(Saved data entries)
..............................

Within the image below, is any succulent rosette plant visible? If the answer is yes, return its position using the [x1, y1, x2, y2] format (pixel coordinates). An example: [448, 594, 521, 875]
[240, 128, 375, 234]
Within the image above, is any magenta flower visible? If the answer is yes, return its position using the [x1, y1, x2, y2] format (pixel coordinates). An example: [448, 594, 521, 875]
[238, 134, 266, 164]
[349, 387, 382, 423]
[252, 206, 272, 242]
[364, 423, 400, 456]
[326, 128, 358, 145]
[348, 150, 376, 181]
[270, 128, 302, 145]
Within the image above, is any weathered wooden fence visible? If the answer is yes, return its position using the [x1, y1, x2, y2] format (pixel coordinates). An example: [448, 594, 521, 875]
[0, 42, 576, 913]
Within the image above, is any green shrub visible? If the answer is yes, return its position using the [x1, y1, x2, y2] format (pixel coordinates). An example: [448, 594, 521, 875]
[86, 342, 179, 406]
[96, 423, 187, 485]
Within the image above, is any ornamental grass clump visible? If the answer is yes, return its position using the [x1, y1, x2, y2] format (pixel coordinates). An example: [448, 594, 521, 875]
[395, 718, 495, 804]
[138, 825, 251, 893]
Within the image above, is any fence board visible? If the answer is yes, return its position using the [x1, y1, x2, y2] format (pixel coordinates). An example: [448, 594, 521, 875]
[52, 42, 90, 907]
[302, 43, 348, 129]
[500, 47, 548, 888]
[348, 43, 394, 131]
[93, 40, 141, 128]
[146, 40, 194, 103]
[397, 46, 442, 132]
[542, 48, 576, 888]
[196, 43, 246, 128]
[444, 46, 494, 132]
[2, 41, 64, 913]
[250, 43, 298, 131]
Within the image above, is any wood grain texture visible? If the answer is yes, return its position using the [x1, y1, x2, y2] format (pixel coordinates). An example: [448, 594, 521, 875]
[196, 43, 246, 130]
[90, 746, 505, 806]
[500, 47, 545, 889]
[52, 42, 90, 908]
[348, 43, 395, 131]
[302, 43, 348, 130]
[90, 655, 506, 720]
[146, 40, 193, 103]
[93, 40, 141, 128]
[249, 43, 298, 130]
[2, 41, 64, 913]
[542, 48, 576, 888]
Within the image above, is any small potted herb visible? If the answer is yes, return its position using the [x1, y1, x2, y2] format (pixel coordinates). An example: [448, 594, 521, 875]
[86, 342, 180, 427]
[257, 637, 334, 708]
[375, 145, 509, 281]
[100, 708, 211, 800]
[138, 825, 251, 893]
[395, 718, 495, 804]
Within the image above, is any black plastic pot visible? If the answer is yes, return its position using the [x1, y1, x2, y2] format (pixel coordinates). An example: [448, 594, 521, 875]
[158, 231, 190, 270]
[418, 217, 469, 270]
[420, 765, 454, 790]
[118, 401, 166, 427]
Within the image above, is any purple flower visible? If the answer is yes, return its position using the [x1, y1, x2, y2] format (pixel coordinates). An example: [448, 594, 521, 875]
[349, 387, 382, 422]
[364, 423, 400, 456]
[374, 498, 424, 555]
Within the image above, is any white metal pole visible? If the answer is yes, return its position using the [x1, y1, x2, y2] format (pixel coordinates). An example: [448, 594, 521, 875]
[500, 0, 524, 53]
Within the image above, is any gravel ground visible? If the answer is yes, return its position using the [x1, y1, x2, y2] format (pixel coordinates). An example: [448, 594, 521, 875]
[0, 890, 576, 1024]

..............................

Recast the records as a JSON list of strings, one string per line and no blank lines. Begin at the first line of the records and stop after the line that contains "[250, 43, 298, 131]".

Worked solution.
[
  "Within the image below, is any succulent rosette plant visible? If the answer is yes, return its position using the [x1, y1, x2, y2] format (pixel coordinates). An example: [448, 594, 521, 875]",
  "[240, 128, 375, 234]",
  "Within the image above, is any magenta flower visible? If the answer is yes, return its position using the [x1, y1, x2, y2] format (pixel coordinates). An example: [448, 594, 521, 875]",
  "[238, 134, 266, 164]",
  "[349, 387, 382, 423]",
  "[252, 206, 272, 242]",
  "[364, 423, 400, 456]",
  "[326, 128, 358, 145]",
  "[348, 150, 376, 181]",
  "[270, 128, 302, 145]",
  "Within the image above, is any weathered wooden fence visible? If the answer is yes, return its position using the [x1, y1, x2, y2] format (pixel coordinates). An example: [448, 594, 521, 875]",
  "[0, 42, 576, 913]",
  "Within the image above, is any green shrub visible? If the answer is yes, return its position using the [x1, y1, x2, y2] format (pixel coordinates). An example: [448, 594, 521, 875]",
  "[86, 342, 179, 406]",
  "[96, 423, 187, 485]",
  "Within the image above, is any ornamental grass clump visible? If the answer is yes, return its position using the [x1, y1, x2, y2] format (pixel coordinates). An example: [448, 594, 521, 875]",
  "[395, 718, 495, 804]",
  "[138, 825, 251, 893]",
  "Within the image above, is any fence board visible? If the answer is yes, return its position using the [x1, y1, x2, y2] format (pixel coordinates). An example: [448, 594, 521, 875]",
  "[52, 42, 90, 907]",
  "[302, 43, 348, 129]",
  "[500, 47, 548, 888]",
  "[348, 43, 394, 131]",
  "[93, 40, 141, 128]",
  "[146, 40, 194, 103]",
  "[397, 46, 442, 132]",
  "[542, 48, 576, 888]",
  "[196, 43, 246, 128]",
  "[444, 46, 494, 132]",
  "[2, 41, 64, 913]",
  "[250, 43, 298, 131]"
]